The task
Return all the entries exactly, keeping pictures out.

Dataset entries
======

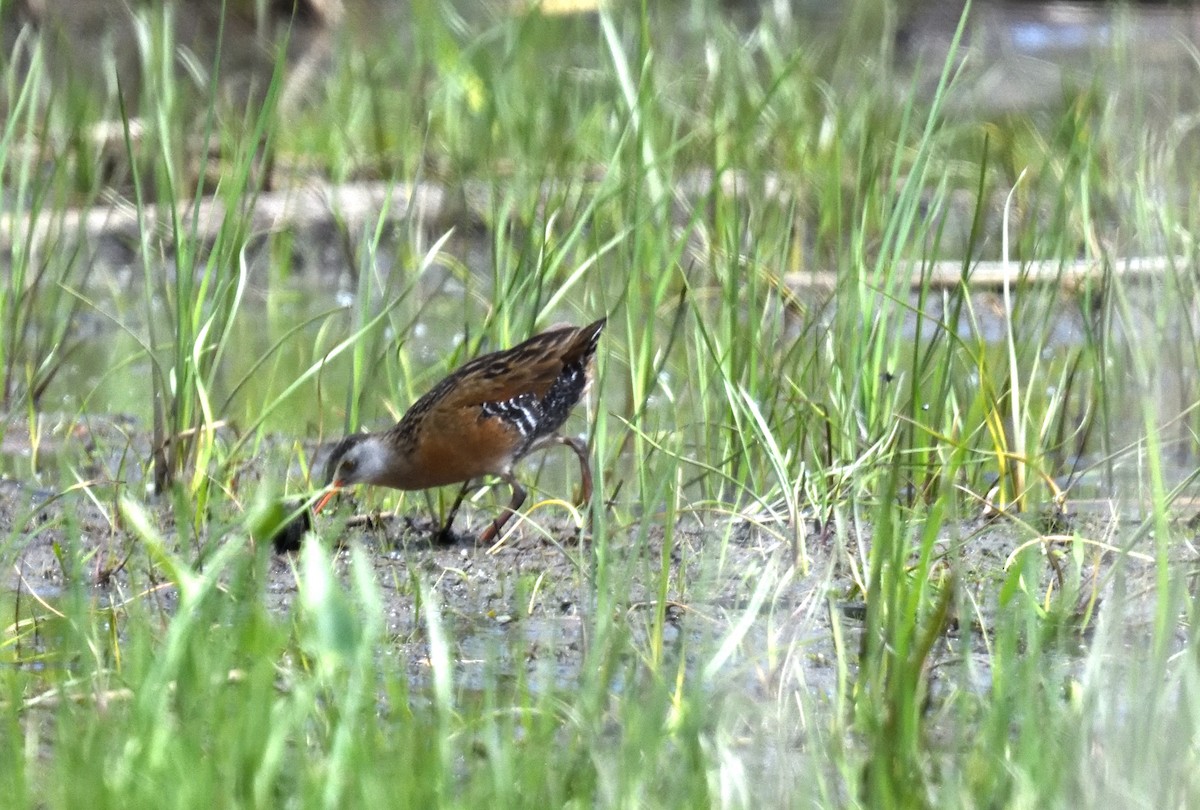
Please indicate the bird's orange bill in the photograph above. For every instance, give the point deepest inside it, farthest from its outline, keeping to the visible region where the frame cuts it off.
(324, 499)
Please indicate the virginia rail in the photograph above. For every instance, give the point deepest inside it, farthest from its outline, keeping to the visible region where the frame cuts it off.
(480, 420)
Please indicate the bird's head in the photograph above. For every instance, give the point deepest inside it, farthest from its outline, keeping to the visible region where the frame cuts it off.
(358, 459)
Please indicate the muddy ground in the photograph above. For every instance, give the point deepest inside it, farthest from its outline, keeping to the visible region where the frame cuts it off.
(525, 603)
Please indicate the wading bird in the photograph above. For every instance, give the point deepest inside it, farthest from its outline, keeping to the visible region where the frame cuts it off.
(480, 420)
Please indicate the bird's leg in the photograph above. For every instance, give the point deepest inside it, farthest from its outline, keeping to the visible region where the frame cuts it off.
(581, 450)
(519, 495)
(444, 534)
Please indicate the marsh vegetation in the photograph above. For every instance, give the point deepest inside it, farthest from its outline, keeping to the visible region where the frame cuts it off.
(894, 429)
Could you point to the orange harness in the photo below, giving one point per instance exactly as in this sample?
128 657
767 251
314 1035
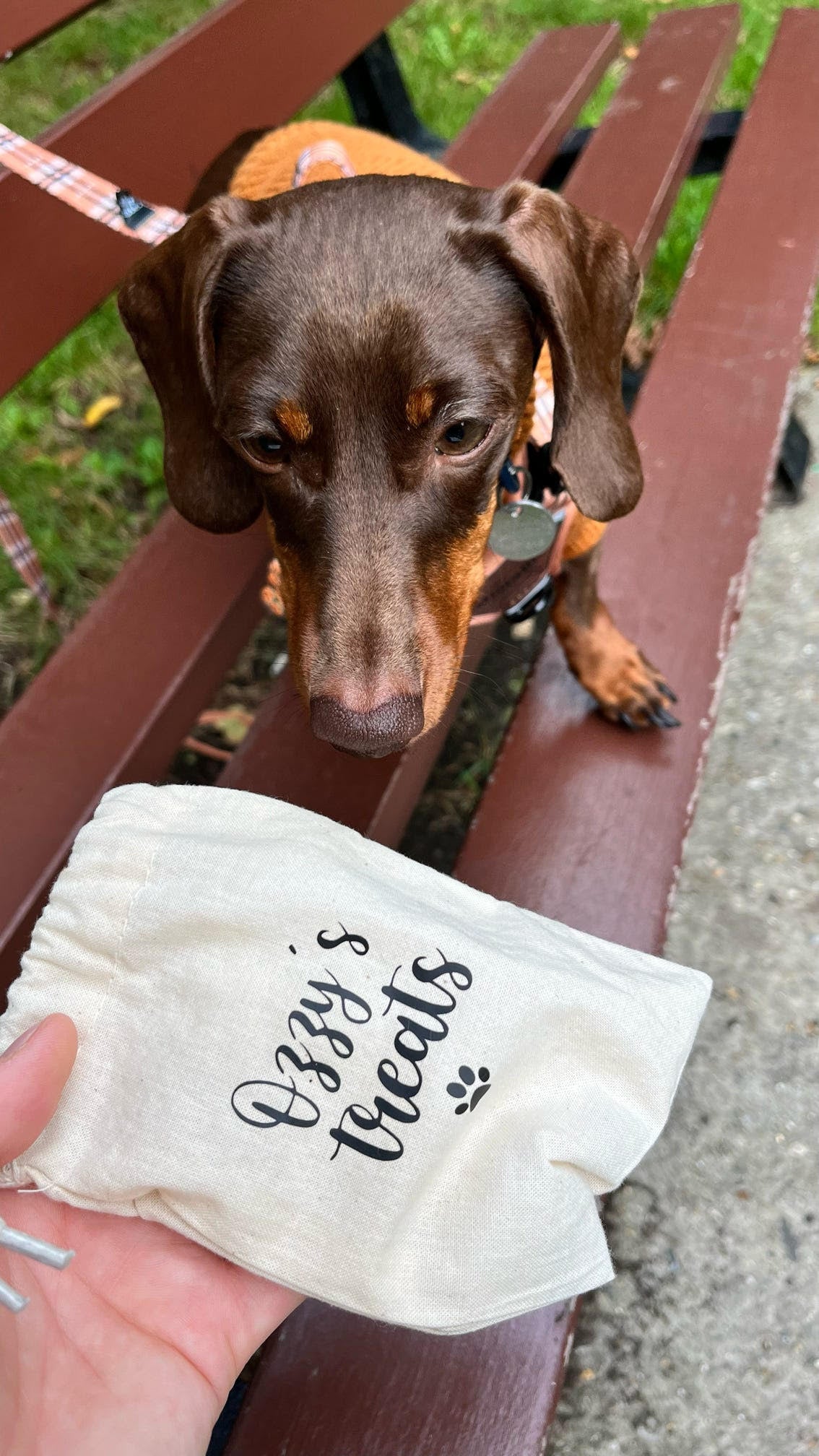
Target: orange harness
514 587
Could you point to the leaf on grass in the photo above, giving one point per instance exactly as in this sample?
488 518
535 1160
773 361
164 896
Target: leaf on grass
230 722
103 407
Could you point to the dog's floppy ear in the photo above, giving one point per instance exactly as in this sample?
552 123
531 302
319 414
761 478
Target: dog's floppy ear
582 283
165 303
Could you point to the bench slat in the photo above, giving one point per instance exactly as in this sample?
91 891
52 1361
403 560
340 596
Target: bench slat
395 1392
552 77
155 130
653 124
27 21
336 1384
139 647
708 424
117 699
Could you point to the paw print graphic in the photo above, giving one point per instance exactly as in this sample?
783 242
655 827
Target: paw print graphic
459 1089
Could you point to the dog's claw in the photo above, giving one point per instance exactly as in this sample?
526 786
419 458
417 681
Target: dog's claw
662 718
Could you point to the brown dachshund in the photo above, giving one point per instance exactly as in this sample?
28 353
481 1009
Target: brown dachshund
356 357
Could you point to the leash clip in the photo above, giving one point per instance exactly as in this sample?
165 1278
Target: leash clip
20 1242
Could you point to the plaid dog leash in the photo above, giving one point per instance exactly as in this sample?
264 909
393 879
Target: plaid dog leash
104 204
124 213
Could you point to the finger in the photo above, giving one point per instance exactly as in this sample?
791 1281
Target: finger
32 1075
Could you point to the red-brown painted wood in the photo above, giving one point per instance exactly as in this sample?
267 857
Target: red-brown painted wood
117 699
401 1394
552 79
27 21
391 1392
604 852
155 130
653 124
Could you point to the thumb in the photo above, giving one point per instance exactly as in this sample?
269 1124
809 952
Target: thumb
32 1075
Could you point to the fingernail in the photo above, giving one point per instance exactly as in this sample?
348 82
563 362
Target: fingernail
18 1043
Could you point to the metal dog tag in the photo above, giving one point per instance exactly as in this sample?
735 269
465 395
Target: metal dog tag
522 529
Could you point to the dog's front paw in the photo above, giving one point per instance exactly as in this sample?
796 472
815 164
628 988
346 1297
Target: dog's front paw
627 688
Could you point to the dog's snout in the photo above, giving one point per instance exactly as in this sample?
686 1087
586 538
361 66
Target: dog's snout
381 730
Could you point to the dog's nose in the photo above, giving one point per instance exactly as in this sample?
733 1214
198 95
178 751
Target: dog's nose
381 730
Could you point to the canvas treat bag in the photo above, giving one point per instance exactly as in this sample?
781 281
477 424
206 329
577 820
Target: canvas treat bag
337 1067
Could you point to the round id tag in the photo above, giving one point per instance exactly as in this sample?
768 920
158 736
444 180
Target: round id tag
522 529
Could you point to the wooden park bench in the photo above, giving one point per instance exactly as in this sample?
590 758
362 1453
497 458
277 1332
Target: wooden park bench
581 822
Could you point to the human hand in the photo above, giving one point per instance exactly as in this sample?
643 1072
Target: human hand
134 1346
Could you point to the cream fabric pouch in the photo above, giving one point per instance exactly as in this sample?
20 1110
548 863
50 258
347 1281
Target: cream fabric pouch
339 1067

======

Solution for this task
Please indicate the bird's orange bill in the photograph above. For every instance, give the point deepest inside it, farthest from its outline, keeping to the visible region where the frame cuts it off.
(324, 499)
Please indicate the virginia rail in the photograph above. For every instance, give the point deepest inside it, farthest from its outline, keeping to the visible region where the frame cuts it off.
(480, 420)
Please indicate the bird's head in the photograph above. For every instance, give the point deepest inside it, farthest from its outline, keeping to the visible region where the frame cuts it off.
(358, 459)
Please indicate the muddy ground in the photograph above. For every instance, give the point deepest inside it, farthest from its outline, keeping to the visible region where the frame cuts it off.
(525, 603)
Please indicate the wading bird in the photograph above. For every instance, give the point deepest inside it, farthest from its outline, keeping to the visible region where the frame cuts it off.
(480, 420)
Please indicate the bird's leg in the photograph above. For every instance, give the point deepest inside it, farthest from its outline, keeping to the visible region where the frame cuts it off.
(581, 450)
(519, 495)
(444, 534)
Please indicate the marsh vegetation in the photograph above. For every instance, give the point deepest inside it, farthest from its outline, keeping to the visible region where the frame cuts it off.
(894, 429)
Could you point to the orange harness in the photo below, giving one point per instance exactly as in this sample?
128 657
767 251
314 1035
Target: orange harness
514 587
Could you point to the leaf on grass in the photo above, giving one point per instance exactly as in this sample?
488 518
535 1160
773 361
164 896
Target: leaf on grass
230 722
103 407
Could you point to the dog's floppy ear in the photo above, giving one point per instance exactly as in this sample?
552 123
531 302
319 414
761 478
Target: dog's floppy ear
582 283
165 303
Could you point to the bench slat in the photo above, giving one point per instance exactly as in this sample?
91 891
52 1361
403 560
340 596
Target: bench slat
395 1392
552 77
155 130
653 124
27 21
336 1384
139 647
708 424
117 699
Could you point to the paw print graphic in the photo above, giving one point per instance exactly as in this sample?
783 242
655 827
Target: paw print graphic
459 1089
Could you point to the dog's claw in the photo above, giving one point per instance exactly as in this sample?
526 786
419 458
417 681
Target: dog's claw
662 718
Could you point to the brown dachshund in the photo above, giving one point per instance exactly as in this sample?
28 353
481 1009
Target: brown dachshund
356 357
Could you point to the leash clip in the photo above, giving one point per instance exactly as in this sample?
165 1278
Target: leash clip
20 1242
Could you point to the plaid dog leash in the photo above, giving one point per instance exactly as in this sample?
264 909
393 879
Target: plaid dog leash
104 204
124 213
Could you point to the finger in the photo above, giving one point per instance exactly as in this sample?
791 1281
Target: finger
32 1075
Could you point to the red-brown painted wood in the photo above, giving one point per instance exactly as in this sample?
267 857
Target: red-brown painted wood
117 699
401 1394
552 79
27 21
391 1392
604 852
155 130
653 124
Could you point to the thumb in the photo above, giving one point per instance exactly as in this sample?
269 1124
809 952
Target: thumb
32 1075
Could you point to the fingernail in the photo above, giving one point per instance exactly as in this sample?
348 82
563 362
Target: fingernail
18 1043
Could you point to the metal dog tag in the photo above, giving one point per instance exactly as in this sample?
735 269
465 395
Target: metal dog tag
522 529
Could you point to the dog's front paw in the photo above, giving one point per instance exactly as in this sample?
796 472
815 164
628 988
346 1297
Target: dog's front paw
627 688
Could you point to the dog's snout in the photo above, giving one point per instance exactly as in this sample?
686 1087
586 538
361 66
Target: dog's snout
381 730
Could you point to the dog's nose in the photo above, giving one point per instance exactly as in this sample?
733 1214
198 95
178 751
Target: dog's nose
381 730
Could you point to the canvas treat bag in the photo above, giving one point per instance exactly as in this sample?
781 281
477 424
206 329
577 820
Target: canvas treat bag
337 1067
Could you point to the round id tag in the photo above, giving one point per instance exactly as in this sample?
768 920
158 736
444 180
Target: round id tag
522 529
Could you point to the wooden park bench in the photo above, giving one point per instance exactly as in this sample?
590 758
362 1453
497 458
277 1332
Target: wooden park bench
581 822
Could you point to the human hand in the photo above, giving one point per instance exactly as in this sample?
643 1072
Target: human hand
134 1346
Could you point to the cream fabric pouch in the photo above, giving one point per instance exactly as in this sample?
20 1110
548 863
50 258
347 1281
Target: cream fabric pouch
339 1067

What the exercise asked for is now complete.